Assignment >>
The response should consist of the records that follow, repeated exactly.

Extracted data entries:
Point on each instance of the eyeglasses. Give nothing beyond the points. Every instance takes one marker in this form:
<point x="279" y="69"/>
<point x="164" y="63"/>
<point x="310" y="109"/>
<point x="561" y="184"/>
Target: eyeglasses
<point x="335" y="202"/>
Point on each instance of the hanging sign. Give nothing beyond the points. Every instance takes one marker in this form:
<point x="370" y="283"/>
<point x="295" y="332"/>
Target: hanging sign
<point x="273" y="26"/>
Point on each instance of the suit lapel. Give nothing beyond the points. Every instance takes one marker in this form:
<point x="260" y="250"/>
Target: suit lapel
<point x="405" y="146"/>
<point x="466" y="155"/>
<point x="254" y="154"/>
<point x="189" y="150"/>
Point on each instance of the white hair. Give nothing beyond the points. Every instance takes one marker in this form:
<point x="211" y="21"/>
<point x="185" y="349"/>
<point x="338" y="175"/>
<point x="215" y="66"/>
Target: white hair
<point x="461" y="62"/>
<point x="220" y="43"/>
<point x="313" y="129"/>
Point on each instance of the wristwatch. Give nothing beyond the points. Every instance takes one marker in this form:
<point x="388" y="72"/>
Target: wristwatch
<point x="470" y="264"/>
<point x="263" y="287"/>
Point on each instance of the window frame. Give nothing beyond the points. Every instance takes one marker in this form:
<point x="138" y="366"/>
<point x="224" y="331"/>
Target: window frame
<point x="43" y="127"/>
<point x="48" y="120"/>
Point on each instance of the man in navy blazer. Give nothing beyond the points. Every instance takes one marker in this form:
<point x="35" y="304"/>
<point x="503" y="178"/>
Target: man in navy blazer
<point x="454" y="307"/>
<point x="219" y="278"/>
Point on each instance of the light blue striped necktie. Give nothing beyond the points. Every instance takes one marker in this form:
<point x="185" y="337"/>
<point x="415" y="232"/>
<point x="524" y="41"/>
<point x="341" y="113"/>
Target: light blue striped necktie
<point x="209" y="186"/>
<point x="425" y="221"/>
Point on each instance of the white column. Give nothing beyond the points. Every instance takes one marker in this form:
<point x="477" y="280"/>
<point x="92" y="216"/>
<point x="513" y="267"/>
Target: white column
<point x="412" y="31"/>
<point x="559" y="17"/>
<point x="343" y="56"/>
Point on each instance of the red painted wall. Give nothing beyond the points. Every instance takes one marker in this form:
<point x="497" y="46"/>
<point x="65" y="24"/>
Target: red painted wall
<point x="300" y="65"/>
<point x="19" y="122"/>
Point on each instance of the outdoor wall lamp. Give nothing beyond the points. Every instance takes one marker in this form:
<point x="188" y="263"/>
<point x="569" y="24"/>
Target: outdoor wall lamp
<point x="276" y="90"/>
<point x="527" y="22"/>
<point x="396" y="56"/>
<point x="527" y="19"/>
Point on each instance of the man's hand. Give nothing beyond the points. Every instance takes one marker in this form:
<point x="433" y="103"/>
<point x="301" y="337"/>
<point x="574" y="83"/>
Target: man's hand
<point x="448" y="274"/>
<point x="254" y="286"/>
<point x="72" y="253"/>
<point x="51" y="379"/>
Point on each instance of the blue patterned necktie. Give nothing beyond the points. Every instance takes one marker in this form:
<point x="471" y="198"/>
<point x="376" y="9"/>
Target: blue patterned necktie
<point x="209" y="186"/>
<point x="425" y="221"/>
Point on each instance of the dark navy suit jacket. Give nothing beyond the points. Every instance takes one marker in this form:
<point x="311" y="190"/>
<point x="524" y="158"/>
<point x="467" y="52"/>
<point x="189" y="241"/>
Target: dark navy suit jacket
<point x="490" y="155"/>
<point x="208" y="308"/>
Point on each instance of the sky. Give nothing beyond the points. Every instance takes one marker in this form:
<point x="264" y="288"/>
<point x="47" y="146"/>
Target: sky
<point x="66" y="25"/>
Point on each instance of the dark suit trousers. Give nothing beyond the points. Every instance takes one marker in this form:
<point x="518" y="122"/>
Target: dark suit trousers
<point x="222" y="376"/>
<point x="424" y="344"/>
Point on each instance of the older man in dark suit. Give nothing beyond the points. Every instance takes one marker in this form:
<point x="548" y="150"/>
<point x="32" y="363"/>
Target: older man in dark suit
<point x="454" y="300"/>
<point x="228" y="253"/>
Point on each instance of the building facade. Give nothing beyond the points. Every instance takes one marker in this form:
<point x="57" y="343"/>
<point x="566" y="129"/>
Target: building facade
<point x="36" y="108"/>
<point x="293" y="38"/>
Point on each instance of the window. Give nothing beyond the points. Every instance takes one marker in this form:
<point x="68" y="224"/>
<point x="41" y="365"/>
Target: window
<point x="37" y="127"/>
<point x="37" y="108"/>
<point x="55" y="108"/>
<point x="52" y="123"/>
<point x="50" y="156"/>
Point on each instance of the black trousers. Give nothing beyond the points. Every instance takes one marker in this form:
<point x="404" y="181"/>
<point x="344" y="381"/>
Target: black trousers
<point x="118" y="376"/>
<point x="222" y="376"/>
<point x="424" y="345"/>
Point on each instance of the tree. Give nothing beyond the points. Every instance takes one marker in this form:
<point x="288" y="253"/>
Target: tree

Answer area >>
Point on each instance of the eyeglasses. Give nothing beyond the points. Every instance takes one marker in this form:
<point x="279" y="69"/>
<point x="164" y="63"/>
<point x="310" y="109"/>
<point x="561" y="184"/>
Target: eyeglasses
<point x="335" y="202"/>
Point on each instance of the hanging sign. Give nothing beyond the points. Every instance takes one marker in this form:
<point x="370" y="283"/>
<point x="295" y="332"/>
Target: hanging sign
<point x="273" y="26"/>
Point on each instance of the suit lapel. Give nothing beyond the points. Every instance takes one marker in this form:
<point x="260" y="250"/>
Target: suit lapel
<point x="405" y="146"/>
<point x="466" y="155"/>
<point x="254" y="154"/>
<point x="189" y="150"/>
Point on each instance of the white hair. Give nothing beyond the points. Every instance takes one marker in this form:
<point x="211" y="21"/>
<point x="185" y="349"/>
<point x="338" y="175"/>
<point x="215" y="66"/>
Target: white hair
<point x="461" y="62"/>
<point x="220" y="43"/>
<point x="313" y="129"/>
Point on each instance of the wristwatch. Give nothing beyond the points. Every instance takes one marker in this form:
<point x="388" y="72"/>
Target: wristwatch
<point x="470" y="264"/>
<point x="263" y="287"/>
Point on each instance of the window frame. Give nothing beyond the points. Every instance takes one marker in this form:
<point x="138" y="366"/>
<point x="224" y="331"/>
Target: window frame
<point x="43" y="127"/>
<point x="48" y="120"/>
Point on each instance of the man in navy blazer. Give nothing beyond the points. Every instance takes one marker in this form:
<point x="35" y="304"/>
<point x="503" y="178"/>
Target: man in navy blazer
<point x="454" y="307"/>
<point x="219" y="278"/>
Point on each instance of the light blue striped necktie. Give nothing beyond the points. Every instance takes one marker in this form:
<point x="185" y="337"/>
<point x="415" y="232"/>
<point x="524" y="41"/>
<point x="341" y="113"/>
Target: light blue striped necktie
<point x="209" y="186"/>
<point x="425" y="221"/>
Point on each instance of the white column. Give nothing beyond the points. Every instance takes one marker in this form:
<point x="477" y="280"/>
<point x="92" y="216"/>
<point x="513" y="267"/>
Target: white column
<point x="412" y="31"/>
<point x="559" y="17"/>
<point x="343" y="56"/>
Point on each instance of the red painted wall. Give nothing beyond the points. Every instance takes one marker in this form:
<point x="497" y="46"/>
<point x="65" y="24"/>
Target: red painted wall
<point x="300" y="65"/>
<point x="19" y="122"/>
Point on each instance of the outdoor wall lamp. Give nothing beyond the points. Every instance takes one marker in this form:
<point x="188" y="263"/>
<point x="569" y="24"/>
Target: outdoor wall lamp
<point x="276" y="90"/>
<point x="527" y="22"/>
<point x="396" y="56"/>
<point x="527" y="19"/>
Point on each instance of the man's hand. Give nothing beyond the points. Every instance takes one marker in this form:
<point x="433" y="103"/>
<point x="301" y="337"/>
<point x="574" y="83"/>
Target: man's hand
<point x="448" y="274"/>
<point x="254" y="286"/>
<point x="72" y="253"/>
<point x="51" y="379"/>
Point on each instance of the blue patterned necktie. Give nothing beyond the points. Every instance takes one marker in this form:
<point x="471" y="198"/>
<point x="376" y="9"/>
Target: blue patterned necktie
<point x="209" y="186"/>
<point x="425" y="221"/>
Point on each instance of the dark navy suit jacket. Give nothing beyond the points. Every instance takes one marker in this form:
<point x="311" y="190"/>
<point x="524" y="158"/>
<point x="467" y="52"/>
<point x="189" y="241"/>
Target: dark navy suit jacket
<point x="490" y="155"/>
<point x="208" y="308"/>
Point on each instance of the sky. Give nothing beyond the points. Every instance takes one marker in this form:
<point x="264" y="288"/>
<point x="47" y="146"/>
Target: sky
<point x="66" y="25"/>
Point on each instance of the dark suit trousers. Give nothing beyond the points. Every instance takes one marker in this form:
<point x="518" y="122"/>
Target: dark suit trousers
<point x="222" y="376"/>
<point x="424" y="344"/>
Point on each instance of the older man in dark suit. Give nothing beyond the points. Every instance takes one marker in this form:
<point x="548" y="150"/>
<point x="32" y="363"/>
Target: older man in dark suit
<point x="454" y="300"/>
<point x="228" y="253"/>
Point on each instance of the building facade. Give nothing beyond the points. Every instance takes one marker in this form:
<point x="57" y="343"/>
<point x="566" y="129"/>
Target: building facade
<point x="36" y="108"/>
<point x="293" y="38"/>
Point on each instance of the window. Give nothing beyond the points. Every instance takes one marker in this form:
<point x="68" y="224"/>
<point x="41" y="365"/>
Target: window
<point x="37" y="127"/>
<point x="37" y="108"/>
<point x="55" y="108"/>
<point x="52" y="123"/>
<point x="50" y="156"/>
Point on each instance of the black trousers. Give nothing beyond the points. Every instance takes one marker in this form:
<point x="404" y="181"/>
<point x="344" y="381"/>
Target: black trousers
<point x="118" y="376"/>
<point x="222" y="376"/>
<point x="424" y="345"/>
Point on each instance of the tree. Give nothing beyond the points. Every instance takes one marker in this form:
<point x="288" y="253"/>
Target: tree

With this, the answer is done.